>> Begin Page extract
Some say the media battle goes both ways. Maria Baronova, a former opposition activist covering Russian social issues for RT, was banned from American social media platforms last year. “The Cold War goes for both sides. I have been banned on Twitter for working for RT in April, 2020. That is nonsense,” Baronova added.

Investment in propaganda at home has already turned Russia into a nation of skeptics. In the early days of the conflict in Ukraine, 48 percent of Russians told the Public Opinion Foundation that they think propaganda harms their society.

According to a social study by the Russian Public Opinion Research Center, 88 percent of young Russians aged 18-24 said they were on YouTube. Even the Kremlin’s most notorious propagandist, Vladimir Solovyev, admitted in a recent interview for Komsomolskaya Pravda that “the television audience is growing terribly old.”

Young Russians are hungry for the truth, and in recent years, influential Russian YouTubers have started to take a more open approach with their content. Russia’s top online interviewer, Yury Dud, has 8.7 million subscribers and more than 500 million views on his channel. Tens of millions watched Dud’s documentaries on the AIDs epidemic and poverty and neglect in Kamchatka, Russia’s forgotten peninsula. More than 29 million people viewed Dud’s interview with Alexei Navalny soon after the politician recovered from his poisoning attack.

In spite of state pressure on opposition bloggers, emerging YouTube stars are now covering some of Russia's most acute political issues. Irina Shikhman, another popular blogger, focuses on making celebrity-oriented videos in which she asks public figures uncomfortable questions about their personal lives. But some of her most popular clips are political in nature: over two million people viewed Shikhman’s interview with Navalny ally Lyubov Sobol.

Russia’s only independent online television channel, TV Rain, has 2.3 million subscribers on YouTube. The channel’s founder and owner, Natalya Sindeyeva, says she isn’t worried about the Kremlin’s boosted promotion of RT.

“We have been competing with state television channels without any state budget, without any administrative resources, for 11 years and we managed, which means money is not the main thing,” Sindeyeva said. “If they boost social media, the algorithms would recognize the artificial traffic. We don’t see any threat, since we are experienced in responding to challenges. Our audience trusts us and independent bloggers, our main job is not to lie. Trust cannot be purchased for money,” she said.

It is too early to know for sure whether RT’s reports will crowd out independent media in Russia. “It depends on the quality of their content,” TV Rain’s editor-in-chief, Tikhon Dzyadko, told The Daily Beast.
>> End Page extract
>> Begin Record extracts
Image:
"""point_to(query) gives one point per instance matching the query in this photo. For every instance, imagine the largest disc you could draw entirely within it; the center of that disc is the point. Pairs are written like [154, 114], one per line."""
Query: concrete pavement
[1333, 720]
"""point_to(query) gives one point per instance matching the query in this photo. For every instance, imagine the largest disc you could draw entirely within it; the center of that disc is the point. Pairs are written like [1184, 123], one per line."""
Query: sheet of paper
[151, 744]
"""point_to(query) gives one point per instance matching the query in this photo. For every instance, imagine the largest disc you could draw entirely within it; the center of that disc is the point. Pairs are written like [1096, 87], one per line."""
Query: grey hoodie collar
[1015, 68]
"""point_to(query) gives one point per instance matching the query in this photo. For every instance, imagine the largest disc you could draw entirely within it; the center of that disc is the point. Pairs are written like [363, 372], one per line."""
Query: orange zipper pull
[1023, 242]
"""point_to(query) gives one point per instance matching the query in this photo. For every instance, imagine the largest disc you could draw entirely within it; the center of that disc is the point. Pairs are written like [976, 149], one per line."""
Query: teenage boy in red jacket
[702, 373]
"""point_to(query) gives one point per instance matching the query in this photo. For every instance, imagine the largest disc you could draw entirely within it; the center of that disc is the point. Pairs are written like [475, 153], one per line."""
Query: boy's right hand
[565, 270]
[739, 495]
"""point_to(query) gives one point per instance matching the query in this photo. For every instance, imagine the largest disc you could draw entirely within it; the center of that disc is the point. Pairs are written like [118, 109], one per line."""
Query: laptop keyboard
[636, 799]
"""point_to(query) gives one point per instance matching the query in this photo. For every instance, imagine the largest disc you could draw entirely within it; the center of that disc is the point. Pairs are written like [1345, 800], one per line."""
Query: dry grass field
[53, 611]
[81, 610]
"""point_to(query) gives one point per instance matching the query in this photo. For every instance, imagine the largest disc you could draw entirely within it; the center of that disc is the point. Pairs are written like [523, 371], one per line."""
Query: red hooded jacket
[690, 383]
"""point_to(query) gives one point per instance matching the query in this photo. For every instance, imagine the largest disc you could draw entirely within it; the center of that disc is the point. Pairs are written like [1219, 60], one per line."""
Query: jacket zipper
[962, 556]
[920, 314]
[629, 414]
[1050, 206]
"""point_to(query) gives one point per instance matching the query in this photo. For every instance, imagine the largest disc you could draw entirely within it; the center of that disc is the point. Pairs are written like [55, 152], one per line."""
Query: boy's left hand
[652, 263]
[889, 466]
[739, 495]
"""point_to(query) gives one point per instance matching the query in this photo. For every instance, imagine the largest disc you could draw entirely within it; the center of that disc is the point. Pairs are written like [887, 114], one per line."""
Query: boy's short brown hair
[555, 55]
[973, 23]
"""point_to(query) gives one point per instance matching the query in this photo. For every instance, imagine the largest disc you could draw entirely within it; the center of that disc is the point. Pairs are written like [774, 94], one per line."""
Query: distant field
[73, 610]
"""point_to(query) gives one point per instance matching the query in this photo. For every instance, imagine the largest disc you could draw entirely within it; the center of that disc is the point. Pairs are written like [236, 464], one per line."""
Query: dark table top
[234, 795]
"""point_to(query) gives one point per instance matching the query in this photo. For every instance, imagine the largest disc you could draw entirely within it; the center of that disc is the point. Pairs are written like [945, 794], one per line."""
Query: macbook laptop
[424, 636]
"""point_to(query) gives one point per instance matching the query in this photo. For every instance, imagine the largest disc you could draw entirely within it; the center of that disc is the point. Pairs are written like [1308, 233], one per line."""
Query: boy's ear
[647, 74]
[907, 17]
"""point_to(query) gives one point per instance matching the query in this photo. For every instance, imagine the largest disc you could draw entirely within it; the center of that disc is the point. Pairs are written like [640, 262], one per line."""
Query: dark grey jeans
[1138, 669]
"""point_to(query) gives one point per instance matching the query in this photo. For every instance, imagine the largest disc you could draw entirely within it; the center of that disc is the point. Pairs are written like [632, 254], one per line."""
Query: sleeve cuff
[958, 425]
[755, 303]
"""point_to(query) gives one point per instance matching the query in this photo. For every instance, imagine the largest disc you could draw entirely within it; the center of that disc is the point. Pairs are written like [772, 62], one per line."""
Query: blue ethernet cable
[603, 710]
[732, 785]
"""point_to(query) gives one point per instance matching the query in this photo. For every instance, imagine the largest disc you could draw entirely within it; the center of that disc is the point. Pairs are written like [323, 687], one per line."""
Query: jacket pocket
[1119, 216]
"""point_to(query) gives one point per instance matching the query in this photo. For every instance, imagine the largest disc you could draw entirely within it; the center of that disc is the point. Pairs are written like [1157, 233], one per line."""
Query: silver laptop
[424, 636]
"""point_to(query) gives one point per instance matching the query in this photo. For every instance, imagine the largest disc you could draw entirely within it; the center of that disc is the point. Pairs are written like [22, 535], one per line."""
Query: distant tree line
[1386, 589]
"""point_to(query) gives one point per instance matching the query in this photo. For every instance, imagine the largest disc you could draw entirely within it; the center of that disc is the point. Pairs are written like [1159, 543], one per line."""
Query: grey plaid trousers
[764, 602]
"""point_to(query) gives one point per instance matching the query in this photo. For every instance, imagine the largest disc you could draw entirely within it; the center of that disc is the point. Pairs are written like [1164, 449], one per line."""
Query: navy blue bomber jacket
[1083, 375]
>> End Record extracts
Reproduce word for word the stretch of the passage on Russian media from "According to a" through "his poisoning attack.".

(The response):
According to a social study by the Russian Public Opinion Research Center, 88 percent of young Russians aged 18-24 said they were on YouTube. Even the Kremlin’s most notorious propagandist, Vladimir Solovyev, admitted in a recent interview for Komsomolskaya Pravda that “the television audience is growing terribly old.”

Young Russians are hungry for the truth, and in recent years, influential Russian YouTubers have started to take a more open approach with their content. Russia’s top online interviewer, Yury Dud, has 8.7 million subscribers and more than 500 million views on his channel. Tens of millions watched Dud’s documentaries on the AIDs epidemic and poverty and neglect in Kamchatka, Russia’s forgotten peninsula. More than 29 million people viewed Dud’s interview with Alexei Navalny soon after the politician recovered from his poisoning attack.